** Opening Available data block **

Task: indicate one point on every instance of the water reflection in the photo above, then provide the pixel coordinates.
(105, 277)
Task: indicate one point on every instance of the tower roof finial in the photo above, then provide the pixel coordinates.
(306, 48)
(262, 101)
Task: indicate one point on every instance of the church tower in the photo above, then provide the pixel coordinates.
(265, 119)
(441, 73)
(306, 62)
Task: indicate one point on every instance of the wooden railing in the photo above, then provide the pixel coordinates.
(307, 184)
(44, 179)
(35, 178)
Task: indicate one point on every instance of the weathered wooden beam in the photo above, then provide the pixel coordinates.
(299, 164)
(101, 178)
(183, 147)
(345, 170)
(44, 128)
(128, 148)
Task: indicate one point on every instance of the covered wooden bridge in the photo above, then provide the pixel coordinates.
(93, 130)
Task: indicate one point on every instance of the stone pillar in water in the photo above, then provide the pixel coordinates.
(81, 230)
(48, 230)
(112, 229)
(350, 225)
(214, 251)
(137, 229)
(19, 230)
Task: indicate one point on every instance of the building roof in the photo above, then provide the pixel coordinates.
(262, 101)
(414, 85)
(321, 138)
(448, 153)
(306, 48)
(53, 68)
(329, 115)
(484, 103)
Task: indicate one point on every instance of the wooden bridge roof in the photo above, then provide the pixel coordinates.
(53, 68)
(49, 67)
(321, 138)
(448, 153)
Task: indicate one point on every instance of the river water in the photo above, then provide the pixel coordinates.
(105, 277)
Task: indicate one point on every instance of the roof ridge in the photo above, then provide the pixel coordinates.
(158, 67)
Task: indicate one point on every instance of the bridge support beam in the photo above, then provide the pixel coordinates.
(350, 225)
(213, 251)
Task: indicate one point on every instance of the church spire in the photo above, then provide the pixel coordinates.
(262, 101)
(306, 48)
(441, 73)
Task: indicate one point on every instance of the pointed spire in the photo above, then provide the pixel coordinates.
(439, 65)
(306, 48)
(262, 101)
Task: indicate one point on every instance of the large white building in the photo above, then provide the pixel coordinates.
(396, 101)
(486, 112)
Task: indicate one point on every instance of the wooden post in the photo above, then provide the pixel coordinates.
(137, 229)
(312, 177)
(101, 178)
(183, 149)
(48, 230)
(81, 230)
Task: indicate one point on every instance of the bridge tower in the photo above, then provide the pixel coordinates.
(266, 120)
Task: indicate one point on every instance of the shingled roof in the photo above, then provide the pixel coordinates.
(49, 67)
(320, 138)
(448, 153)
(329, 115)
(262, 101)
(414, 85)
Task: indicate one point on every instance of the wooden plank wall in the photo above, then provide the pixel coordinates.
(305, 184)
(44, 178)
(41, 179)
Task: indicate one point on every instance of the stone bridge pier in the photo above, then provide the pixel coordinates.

** Closing Available data block **

■ Required work: Exact repetition of every record is required.

■ Expected answer:
Task: indicate one point on every instance of the water reflection in the photo above, then provide the pixel coordinates.
(105, 277)
Task: indicate one point on every instance of the tower roof finial in the photo above, then provide the pixel coordinates.
(306, 48)
(262, 101)
Task: indicate one point on every instance of the church tower in the photo above, then provide the pixel coordinates.
(265, 119)
(441, 73)
(306, 62)
Task: indicate one point on every instance of the wooden railing in the photo above, then provide the pixel coordinates.
(307, 184)
(44, 179)
(35, 178)
Task: indicate one point on every instance of the weathered wooden beam in the photo above, then provide the pixel coordinates.
(299, 164)
(101, 178)
(183, 147)
(345, 170)
(44, 128)
(128, 148)
Task: indicate one point on every instance of the covered wooden bridge in the photo above, then provide the pixel coordinates.
(93, 130)
Task: indicate one point on every instance of the stone pillar in water in the photo above, then provide the pixel coordinates.
(81, 230)
(48, 230)
(112, 229)
(350, 225)
(214, 251)
(137, 229)
(19, 230)
Task: indicate one point on every instance of the building roof in the photo above, then provide the pixel coordinates.
(262, 101)
(414, 85)
(321, 138)
(448, 153)
(306, 48)
(53, 68)
(329, 115)
(484, 103)
Task: indicate one point on every instance of the wooden bridge roof in the photo above, then provide the pixel coordinates.
(53, 68)
(49, 67)
(321, 138)
(448, 153)
Task: indicate one point on every instance of the river water in the photo above, then provide the pixel coordinates.
(105, 277)
Task: indicate one point on every instance of the roof ridge in the photo above, then provide the pixel coordinates.
(158, 67)
Task: indicate one point on every instance of the bridge support beam in the photo above, then provide the pixel coordinates.
(350, 225)
(213, 251)
Task: indicate one point on every instance of the church spire in the photo above, then provide the pixel coordinates.
(262, 101)
(306, 48)
(441, 73)
Task: indicate one point on every instance of the pointed spire in the photo above, then provide the pixel coordinates.
(439, 65)
(306, 48)
(262, 101)
Task: indicate one point on every instance of the large white building in the photo above, then provide the pixel coordinates.
(396, 101)
(486, 112)
Task: indicate one point on every instance of the wooden post in the photo above, then provide the pixel coordinates.
(137, 229)
(312, 177)
(101, 178)
(183, 149)
(48, 230)
(81, 230)
Task: indicate one point on every instance of the bridge tower in the photo above, then provide the pixel coordinates.
(266, 120)
Task: indicate one point on every instance of the shingled roof in the photo above, then provide the pixel coordinates.
(49, 67)
(320, 138)
(448, 153)
(329, 115)
(262, 101)
(414, 85)
Task: indicate one point on every instance of the wooden plank wall in the photo above, then provide the pixel coordinates.
(305, 184)
(44, 178)
(41, 179)
Task: indicate one point on every instance of the stone bridge pier in the photo above, then provide the pixel coordinates.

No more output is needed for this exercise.